Set problem: Format the records from the line containing "In the photograph above, where can the white ceiling" through the end of the records, inclusive, as a two-column CSV with the headers "text" and "answer". Give one row per record, with each field in quotes and line breaks replaced by spaces.

[Excerpt from a dataset]
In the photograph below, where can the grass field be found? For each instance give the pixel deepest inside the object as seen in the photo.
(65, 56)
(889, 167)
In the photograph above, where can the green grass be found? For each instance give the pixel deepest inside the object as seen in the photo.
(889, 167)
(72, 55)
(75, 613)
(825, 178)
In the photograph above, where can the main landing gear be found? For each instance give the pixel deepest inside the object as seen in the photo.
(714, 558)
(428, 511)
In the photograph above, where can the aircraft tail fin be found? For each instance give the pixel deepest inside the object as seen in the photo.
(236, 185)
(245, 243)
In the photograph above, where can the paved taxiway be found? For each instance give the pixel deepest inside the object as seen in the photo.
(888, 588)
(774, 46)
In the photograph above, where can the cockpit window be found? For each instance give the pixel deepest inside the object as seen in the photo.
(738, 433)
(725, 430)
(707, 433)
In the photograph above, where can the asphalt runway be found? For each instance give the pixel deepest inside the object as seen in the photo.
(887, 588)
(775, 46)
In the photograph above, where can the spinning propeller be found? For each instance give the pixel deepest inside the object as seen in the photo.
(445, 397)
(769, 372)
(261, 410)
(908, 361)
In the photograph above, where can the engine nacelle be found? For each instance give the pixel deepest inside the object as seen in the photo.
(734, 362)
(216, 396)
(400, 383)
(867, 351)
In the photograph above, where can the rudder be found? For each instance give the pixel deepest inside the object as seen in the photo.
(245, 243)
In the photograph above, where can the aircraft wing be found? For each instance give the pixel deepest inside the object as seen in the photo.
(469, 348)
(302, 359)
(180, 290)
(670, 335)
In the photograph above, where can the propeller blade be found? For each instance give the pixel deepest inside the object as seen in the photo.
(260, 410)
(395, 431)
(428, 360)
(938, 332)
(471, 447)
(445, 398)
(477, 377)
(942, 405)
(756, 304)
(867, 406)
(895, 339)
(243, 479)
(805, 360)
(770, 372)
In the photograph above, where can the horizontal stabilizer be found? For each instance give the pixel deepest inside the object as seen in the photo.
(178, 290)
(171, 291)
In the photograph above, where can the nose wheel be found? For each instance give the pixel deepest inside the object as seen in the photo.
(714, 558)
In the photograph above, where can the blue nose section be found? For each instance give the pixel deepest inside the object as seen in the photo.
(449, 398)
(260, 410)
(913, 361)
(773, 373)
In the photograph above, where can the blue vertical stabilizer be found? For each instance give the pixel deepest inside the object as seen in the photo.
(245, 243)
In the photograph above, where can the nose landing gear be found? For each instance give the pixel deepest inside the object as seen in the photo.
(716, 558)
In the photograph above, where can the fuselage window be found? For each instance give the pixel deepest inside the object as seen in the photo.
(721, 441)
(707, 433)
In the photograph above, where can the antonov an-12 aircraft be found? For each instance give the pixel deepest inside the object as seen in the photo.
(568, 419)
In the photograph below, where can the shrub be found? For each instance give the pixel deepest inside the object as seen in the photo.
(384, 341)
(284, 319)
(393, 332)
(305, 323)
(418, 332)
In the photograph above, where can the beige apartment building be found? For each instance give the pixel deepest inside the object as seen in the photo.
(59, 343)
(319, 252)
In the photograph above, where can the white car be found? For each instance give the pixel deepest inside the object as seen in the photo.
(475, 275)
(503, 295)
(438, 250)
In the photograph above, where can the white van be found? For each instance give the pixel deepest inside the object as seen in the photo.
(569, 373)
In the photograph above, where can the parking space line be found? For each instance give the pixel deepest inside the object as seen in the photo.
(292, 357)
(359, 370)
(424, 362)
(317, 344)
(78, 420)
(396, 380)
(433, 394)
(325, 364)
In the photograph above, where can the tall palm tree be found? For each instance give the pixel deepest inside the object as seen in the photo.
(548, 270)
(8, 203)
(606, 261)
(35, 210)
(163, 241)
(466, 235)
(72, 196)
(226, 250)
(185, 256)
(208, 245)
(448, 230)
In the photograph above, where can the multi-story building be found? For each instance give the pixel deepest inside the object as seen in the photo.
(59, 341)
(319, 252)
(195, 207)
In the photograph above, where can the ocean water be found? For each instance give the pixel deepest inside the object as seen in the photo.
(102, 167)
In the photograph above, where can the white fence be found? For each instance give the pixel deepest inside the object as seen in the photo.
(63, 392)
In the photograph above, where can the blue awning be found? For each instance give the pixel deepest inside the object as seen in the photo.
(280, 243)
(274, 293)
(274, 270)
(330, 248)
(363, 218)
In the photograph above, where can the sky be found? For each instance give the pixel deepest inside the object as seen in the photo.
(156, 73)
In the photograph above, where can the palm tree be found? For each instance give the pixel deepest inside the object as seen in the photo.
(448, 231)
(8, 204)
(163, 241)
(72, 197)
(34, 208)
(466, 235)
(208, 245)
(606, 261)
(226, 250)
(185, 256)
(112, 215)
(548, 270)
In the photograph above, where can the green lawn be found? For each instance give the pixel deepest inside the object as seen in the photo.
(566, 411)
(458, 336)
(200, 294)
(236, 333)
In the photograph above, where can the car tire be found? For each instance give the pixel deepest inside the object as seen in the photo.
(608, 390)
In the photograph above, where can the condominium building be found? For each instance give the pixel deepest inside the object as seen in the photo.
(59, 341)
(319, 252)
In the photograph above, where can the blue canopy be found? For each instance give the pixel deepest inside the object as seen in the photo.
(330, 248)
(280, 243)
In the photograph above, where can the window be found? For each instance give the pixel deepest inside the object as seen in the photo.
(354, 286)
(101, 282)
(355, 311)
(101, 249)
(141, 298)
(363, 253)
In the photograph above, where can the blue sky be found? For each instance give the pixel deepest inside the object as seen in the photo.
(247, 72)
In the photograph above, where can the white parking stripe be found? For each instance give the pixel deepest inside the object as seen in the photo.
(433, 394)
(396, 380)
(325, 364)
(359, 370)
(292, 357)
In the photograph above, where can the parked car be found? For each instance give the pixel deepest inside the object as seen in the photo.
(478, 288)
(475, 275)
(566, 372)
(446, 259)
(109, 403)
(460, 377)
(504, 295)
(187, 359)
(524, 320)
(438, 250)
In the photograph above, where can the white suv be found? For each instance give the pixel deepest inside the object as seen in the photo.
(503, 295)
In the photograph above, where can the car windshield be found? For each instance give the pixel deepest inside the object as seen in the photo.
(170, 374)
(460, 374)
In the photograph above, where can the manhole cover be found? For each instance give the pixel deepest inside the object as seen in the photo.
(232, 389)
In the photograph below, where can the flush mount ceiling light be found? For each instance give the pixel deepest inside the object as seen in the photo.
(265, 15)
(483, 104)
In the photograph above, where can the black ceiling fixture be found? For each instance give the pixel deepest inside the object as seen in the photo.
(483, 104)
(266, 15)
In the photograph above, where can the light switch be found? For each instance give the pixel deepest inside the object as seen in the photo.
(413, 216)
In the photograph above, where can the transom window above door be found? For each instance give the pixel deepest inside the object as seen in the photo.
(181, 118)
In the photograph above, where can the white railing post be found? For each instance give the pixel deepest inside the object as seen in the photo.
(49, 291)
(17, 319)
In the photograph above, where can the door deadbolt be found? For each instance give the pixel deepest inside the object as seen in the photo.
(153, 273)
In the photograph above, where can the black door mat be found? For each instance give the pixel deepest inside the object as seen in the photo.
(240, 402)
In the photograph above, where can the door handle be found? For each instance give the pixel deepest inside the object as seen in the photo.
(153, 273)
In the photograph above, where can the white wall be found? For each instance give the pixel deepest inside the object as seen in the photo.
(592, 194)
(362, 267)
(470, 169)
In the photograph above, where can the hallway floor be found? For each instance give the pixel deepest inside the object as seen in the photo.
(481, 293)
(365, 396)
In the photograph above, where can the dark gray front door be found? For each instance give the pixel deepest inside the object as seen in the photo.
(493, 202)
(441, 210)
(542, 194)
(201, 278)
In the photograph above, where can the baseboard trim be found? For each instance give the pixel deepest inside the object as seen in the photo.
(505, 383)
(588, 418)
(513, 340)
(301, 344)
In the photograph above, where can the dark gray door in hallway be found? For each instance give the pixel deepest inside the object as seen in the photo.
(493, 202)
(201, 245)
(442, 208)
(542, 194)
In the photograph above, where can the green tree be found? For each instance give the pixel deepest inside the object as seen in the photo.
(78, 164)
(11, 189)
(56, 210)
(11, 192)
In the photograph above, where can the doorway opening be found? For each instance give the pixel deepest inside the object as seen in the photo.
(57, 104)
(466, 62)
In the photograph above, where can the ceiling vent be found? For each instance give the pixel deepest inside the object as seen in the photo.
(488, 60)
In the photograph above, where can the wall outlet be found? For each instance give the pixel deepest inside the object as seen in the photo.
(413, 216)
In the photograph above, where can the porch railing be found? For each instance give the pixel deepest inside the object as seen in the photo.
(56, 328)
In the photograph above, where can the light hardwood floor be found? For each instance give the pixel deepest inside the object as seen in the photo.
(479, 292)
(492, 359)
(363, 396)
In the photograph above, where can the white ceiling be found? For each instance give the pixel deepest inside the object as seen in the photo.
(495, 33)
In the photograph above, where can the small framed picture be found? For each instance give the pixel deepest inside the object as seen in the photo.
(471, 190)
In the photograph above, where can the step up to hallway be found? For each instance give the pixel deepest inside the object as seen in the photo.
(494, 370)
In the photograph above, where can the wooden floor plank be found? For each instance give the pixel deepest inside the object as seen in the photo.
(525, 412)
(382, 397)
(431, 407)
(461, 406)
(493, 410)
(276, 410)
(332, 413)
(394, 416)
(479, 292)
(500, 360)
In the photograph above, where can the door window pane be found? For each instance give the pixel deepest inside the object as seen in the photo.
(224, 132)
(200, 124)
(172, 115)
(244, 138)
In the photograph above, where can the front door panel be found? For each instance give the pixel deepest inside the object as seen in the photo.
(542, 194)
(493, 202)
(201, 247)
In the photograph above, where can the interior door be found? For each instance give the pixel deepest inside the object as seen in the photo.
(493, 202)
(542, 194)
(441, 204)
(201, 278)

Task result:
text,answer
"In the photograph above, where can the white ceiling be found? For each instance give the pixel deepest inside the object as seen in the photo.","(495, 33)"
"In the photograph above, where can the small framed picture be found? For each instance give the pixel deepest inside the object as seen in the photo.","(471, 190)"
"In the photograph above, where can the step up to hallway be found? For each instance give the pixel deepest inside the object as seen in the photo.","(494, 370)"
"In the photograph above, where can the wooden floor plank be found? For each instance give the pixel deepest inside the object as seen in the photo.","(525, 412) (382, 397) (431, 407) (461, 406) (493, 410) (276, 410) (332, 413) (394, 416) (479, 292) (500, 360)"
"In the photograph above, where can the door window pane be found? For each instance give the pixel deepest inside the object as seen in the photo.","(224, 132) (200, 124) (172, 115) (244, 138)"
"In the photograph above, where can the front door panel be found? For each instance give the pixel deepest inside the object as seen in the photo.","(542, 194) (493, 202) (201, 247)"
"In the photograph above, where can the interior door be found? For each instance give the pixel deepest inside the object as seen in the photo.","(493, 202) (542, 194) (441, 204) (201, 278)"